What's Up at the USDA Office?

Upcoming Deadlines/Dates
May 15: August 1: Primary Nesting Season
July 15: Crop Certification

Coronavirus Food Assistance Program 2 (CFAP2) Re-Opening
The Consolidated Appropriations Act, 2021, enacted December 2020 requires FSA to make certain payments to producers according to a mandated formula. USDA is now expediting these provisions because there is no discretion involved in interpreting such directives, they are self-enacting.  This includes:

• An increase in CFAP 1 payment rates for cattle. Cattle producers with approved CFAP 1 applications will automatically receive these payments beginning in April. Eligible producers do not need to submit new applications, since payments are based on previously approved CFAP 1 application.  Rates are below.  Please review your payment when received to ensure an accurate calculation.

What you will do:
Answer these from the USDA office update:
1. What date is listed for Crop Certification?
2. When was the Consolidated Appropriations Act, 2021 enacted?
3. In what month do cattle producers with approved CFAP 1 applications begin receiving the increased payments?

Records supplied:
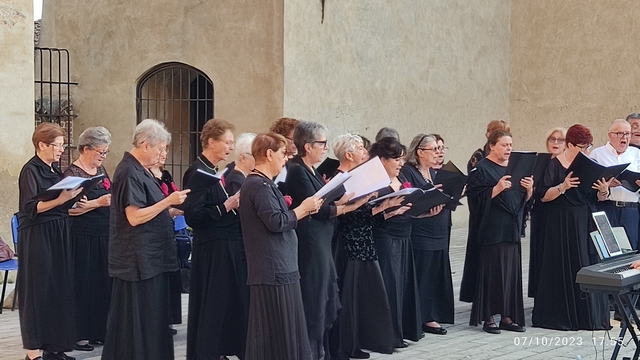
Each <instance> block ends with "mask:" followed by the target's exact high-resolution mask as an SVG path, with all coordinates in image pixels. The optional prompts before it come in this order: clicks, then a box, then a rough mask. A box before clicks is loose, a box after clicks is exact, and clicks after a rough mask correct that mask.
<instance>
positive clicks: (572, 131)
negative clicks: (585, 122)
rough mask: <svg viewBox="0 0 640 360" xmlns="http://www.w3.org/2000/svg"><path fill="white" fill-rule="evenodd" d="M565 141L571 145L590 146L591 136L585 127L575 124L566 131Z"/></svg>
mask: <svg viewBox="0 0 640 360" xmlns="http://www.w3.org/2000/svg"><path fill="white" fill-rule="evenodd" d="M565 141H566V142H567V144H568V143H571V144H573V145H590V144H591V143H592V142H593V135H591V131H590V130H589V129H588V128H587V127H586V126H584V125H580V124H575V125H572V126H571V127H570V128H569V130H567V135H566V136H565Z"/></svg>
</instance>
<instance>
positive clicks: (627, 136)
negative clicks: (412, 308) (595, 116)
mask: <svg viewBox="0 0 640 360" xmlns="http://www.w3.org/2000/svg"><path fill="white" fill-rule="evenodd" d="M609 134H614V135H615V136H617V137H618V138H623V137H630V136H631V133H630V132H622V131H611V132H610V133H609Z"/></svg>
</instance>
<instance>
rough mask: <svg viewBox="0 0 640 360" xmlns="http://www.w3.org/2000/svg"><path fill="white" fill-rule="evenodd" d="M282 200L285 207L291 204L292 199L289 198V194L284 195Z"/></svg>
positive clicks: (289, 197)
mask: <svg viewBox="0 0 640 360" xmlns="http://www.w3.org/2000/svg"><path fill="white" fill-rule="evenodd" d="M284 202H285V203H286V204H287V207H289V206H291V204H293V199H292V198H291V196H289V195H285V196H284Z"/></svg>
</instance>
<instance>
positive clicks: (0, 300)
mask: <svg viewBox="0 0 640 360" xmlns="http://www.w3.org/2000/svg"><path fill="white" fill-rule="evenodd" d="M11 236H12V237H13V250H14V251H17V249H18V214H13V216H12V217H11ZM14 270H18V259H16V258H13V259H10V260H7V261H3V262H0V271H4V282H3V284H2V296H0V301H2V302H4V295H5V293H6V291H7V282H8V281H9V271H14ZM17 288H18V287H17V281H16V287H15V289H16V291H15V292H14V293H13V303H12V304H11V311H14V310H15V309H16V298H17V297H18V291H17ZM0 314H2V304H0Z"/></svg>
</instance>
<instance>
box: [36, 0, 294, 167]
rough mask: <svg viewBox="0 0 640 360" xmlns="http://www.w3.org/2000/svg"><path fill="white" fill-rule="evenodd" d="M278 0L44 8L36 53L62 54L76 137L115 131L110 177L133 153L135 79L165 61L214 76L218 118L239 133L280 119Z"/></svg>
mask: <svg viewBox="0 0 640 360" xmlns="http://www.w3.org/2000/svg"><path fill="white" fill-rule="evenodd" d="M282 7H283V0H271V1H250V0H227V1H215V2H214V1H200V0H189V1H168V0H164V1H151V2H147V1H141V0H138V1H125V0H114V1H103V2H91V3H88V2H86V1H79V0H55V1H53V0H51V1H45V4H44V9H43V23H42V38H41V44H42V46H56V47H61V48H66V49H69V51H70V53H71V74H72V80H73V81H77V82H79V86H78V89H77V90H76V91H75V94H74V100H75V109H76V112H77V113H78V115H79V117H78V119H77V121H76V124H75V126H76V130H75V132H76V134H80V132H81V131H82V130H83V129H84V128H86V127H89V126H95V125H104V126H106V127H108V128H109V129H110V130H111V132H112V134H113V144H112V153H111V155H110V156H109V158H108V160H107V162H106V165H107V167H108V169H110V170H111V171H113V168H114V167H115V165H116V164H117V162H118V161H119V160H120V159H121V157H122V153H123V151H126V150H129V149H130V147H131V135H132V131H133V129H134V127H135V125H136V104H135V96H136V94H135V90H136V84H137V81H138V80H139V78H140V76H141V75H142V74H143V73H145V72H146V71H147V70H149V69H150V68H152V67H153V66H155V65H157V64H159V63H163V62H170V61H177V62H182V63H185V64H188V65H191V66H193V67H195V68H198V69H199V70H201V71H202V72H204V73H205V74H207V75H208V76H209V78H211V80H212V81H213V87H214V102H215V112H214V115H215V117H219V118H224V119H227V120H229V121H232V122H234V123H235V124H236V125H237V129H236V130H237V131H236V133H237V134H239V133H240V132H244V131H248V130H252V131H254V132H260V131H264V130H266V129H267V128H268V125H269V124H270V123H271V122H272V121H273V120H275V119H277V118H278V117H280V116H281V115H282V97H283V94H282V91H283V56H282V31H283V20H282V12H283V10H282Z"/></svg>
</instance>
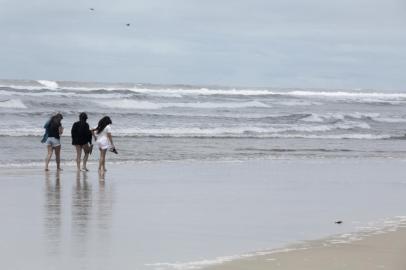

Reply:
1. July 15
2. December 2020
3. April